## The input
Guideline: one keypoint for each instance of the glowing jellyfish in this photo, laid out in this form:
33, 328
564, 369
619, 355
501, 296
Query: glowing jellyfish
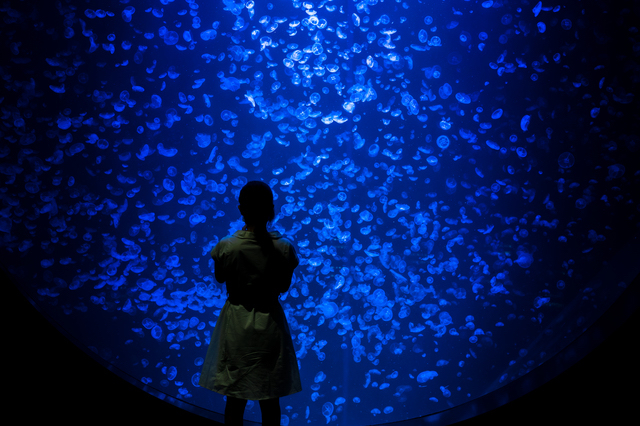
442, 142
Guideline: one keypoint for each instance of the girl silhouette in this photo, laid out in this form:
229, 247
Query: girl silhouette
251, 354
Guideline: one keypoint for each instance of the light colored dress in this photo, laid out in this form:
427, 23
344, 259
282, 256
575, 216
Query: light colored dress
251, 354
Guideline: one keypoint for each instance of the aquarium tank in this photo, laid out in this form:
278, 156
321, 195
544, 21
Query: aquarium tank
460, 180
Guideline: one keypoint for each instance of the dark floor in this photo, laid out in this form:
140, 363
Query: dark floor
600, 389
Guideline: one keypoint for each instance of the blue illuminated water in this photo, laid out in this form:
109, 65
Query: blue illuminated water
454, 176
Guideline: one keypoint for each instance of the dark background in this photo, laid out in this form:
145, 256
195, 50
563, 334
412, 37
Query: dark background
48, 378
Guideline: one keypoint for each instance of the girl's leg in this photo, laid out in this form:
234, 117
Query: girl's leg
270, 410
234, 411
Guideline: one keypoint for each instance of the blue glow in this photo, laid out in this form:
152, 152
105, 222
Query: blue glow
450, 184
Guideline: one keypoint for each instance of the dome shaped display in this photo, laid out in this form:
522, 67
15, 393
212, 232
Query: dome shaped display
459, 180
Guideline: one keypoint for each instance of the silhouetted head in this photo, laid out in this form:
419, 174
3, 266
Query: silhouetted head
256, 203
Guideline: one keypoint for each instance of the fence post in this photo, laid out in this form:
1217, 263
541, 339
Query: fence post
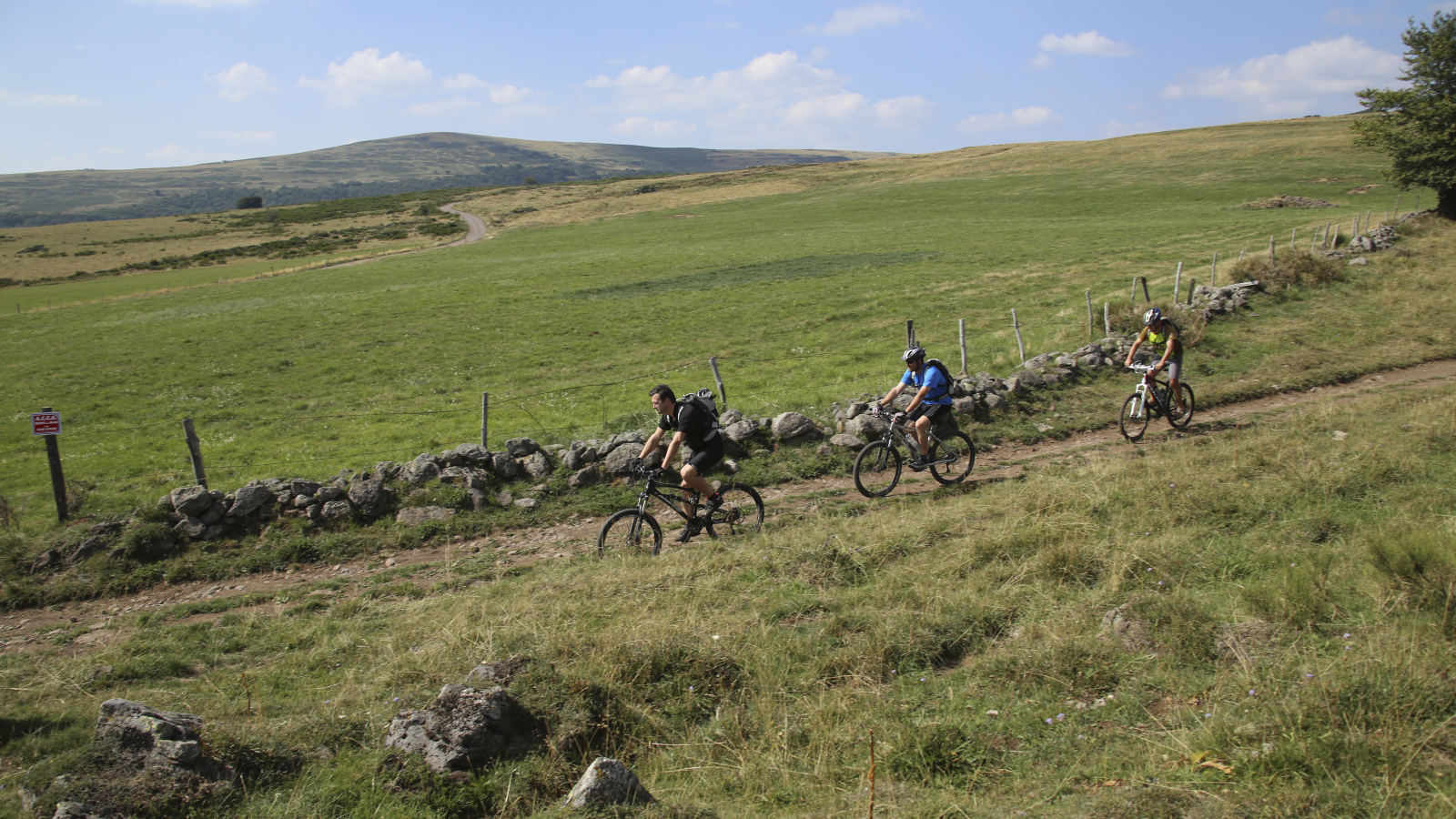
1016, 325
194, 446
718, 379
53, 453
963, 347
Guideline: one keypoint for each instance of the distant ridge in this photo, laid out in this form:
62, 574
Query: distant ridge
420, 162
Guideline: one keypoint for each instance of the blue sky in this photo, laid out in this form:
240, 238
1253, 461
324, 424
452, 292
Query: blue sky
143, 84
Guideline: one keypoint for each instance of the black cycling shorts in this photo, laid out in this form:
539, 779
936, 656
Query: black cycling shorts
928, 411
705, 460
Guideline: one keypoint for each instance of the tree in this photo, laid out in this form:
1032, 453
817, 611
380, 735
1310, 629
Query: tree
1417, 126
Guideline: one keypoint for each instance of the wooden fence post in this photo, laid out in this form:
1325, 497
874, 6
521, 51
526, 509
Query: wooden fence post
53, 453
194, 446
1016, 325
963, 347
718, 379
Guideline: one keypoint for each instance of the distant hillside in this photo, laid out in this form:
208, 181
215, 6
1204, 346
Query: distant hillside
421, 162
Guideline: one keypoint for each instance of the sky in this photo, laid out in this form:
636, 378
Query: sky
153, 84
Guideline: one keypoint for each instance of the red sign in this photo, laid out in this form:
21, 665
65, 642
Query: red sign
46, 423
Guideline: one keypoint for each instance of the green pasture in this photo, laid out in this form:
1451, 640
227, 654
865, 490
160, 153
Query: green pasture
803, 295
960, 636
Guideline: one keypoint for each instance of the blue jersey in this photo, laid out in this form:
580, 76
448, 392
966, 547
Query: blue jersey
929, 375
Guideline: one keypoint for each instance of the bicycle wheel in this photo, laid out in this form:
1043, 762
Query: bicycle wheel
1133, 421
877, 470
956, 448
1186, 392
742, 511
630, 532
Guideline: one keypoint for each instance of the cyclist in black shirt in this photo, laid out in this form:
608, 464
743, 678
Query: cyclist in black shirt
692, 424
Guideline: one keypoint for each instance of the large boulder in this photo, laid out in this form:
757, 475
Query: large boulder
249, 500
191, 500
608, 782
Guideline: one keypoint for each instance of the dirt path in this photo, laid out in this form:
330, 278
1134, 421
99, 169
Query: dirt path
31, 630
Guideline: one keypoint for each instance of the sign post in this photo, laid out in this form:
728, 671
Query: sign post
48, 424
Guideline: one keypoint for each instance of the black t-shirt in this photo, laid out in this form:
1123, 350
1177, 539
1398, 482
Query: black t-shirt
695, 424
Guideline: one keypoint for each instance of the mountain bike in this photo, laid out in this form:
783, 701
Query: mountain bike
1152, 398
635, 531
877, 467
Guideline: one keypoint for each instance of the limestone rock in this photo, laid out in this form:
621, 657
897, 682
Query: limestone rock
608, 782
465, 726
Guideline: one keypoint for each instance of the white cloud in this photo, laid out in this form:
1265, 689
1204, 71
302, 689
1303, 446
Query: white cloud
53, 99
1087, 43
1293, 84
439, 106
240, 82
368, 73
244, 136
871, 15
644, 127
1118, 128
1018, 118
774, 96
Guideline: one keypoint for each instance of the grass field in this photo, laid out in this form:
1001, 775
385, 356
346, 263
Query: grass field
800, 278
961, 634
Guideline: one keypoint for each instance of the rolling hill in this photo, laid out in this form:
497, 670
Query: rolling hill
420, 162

---

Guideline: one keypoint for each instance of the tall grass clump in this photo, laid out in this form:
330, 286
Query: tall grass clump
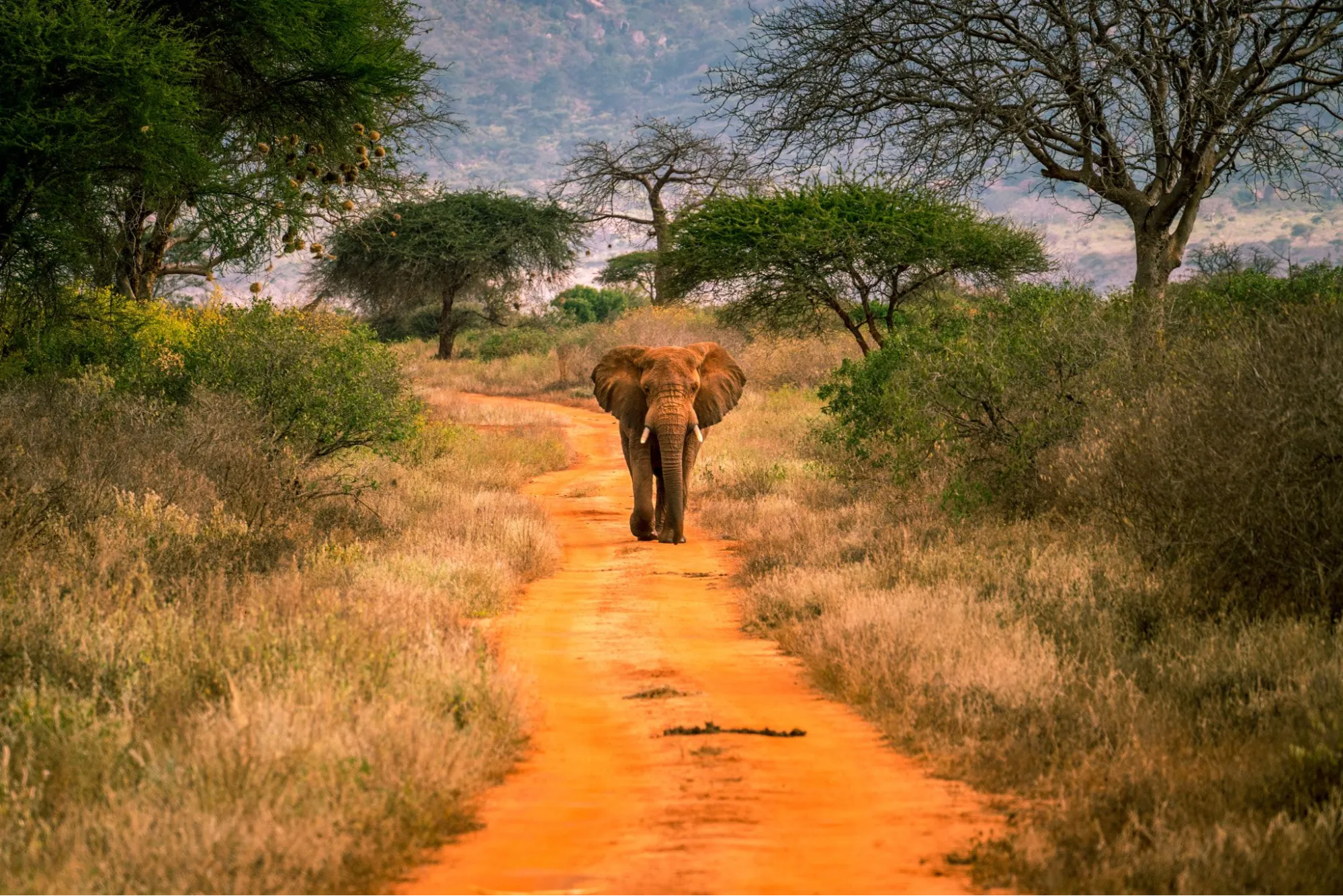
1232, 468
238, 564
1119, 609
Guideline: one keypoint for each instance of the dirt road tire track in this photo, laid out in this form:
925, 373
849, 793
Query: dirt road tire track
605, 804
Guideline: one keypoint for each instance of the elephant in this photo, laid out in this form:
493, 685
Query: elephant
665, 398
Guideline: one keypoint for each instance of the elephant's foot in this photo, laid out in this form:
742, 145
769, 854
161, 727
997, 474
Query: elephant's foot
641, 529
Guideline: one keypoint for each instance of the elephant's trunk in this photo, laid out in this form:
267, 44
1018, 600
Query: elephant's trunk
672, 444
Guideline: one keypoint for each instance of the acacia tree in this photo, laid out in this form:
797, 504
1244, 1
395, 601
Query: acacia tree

## Task statement
Collect every line in the items above that contains the string "aquarium", matching case exactly.

## Exercise output
Guideline: one keypoint for each instance of the aquarium tank in this photo, laid out in this form:
Query: aquarium tank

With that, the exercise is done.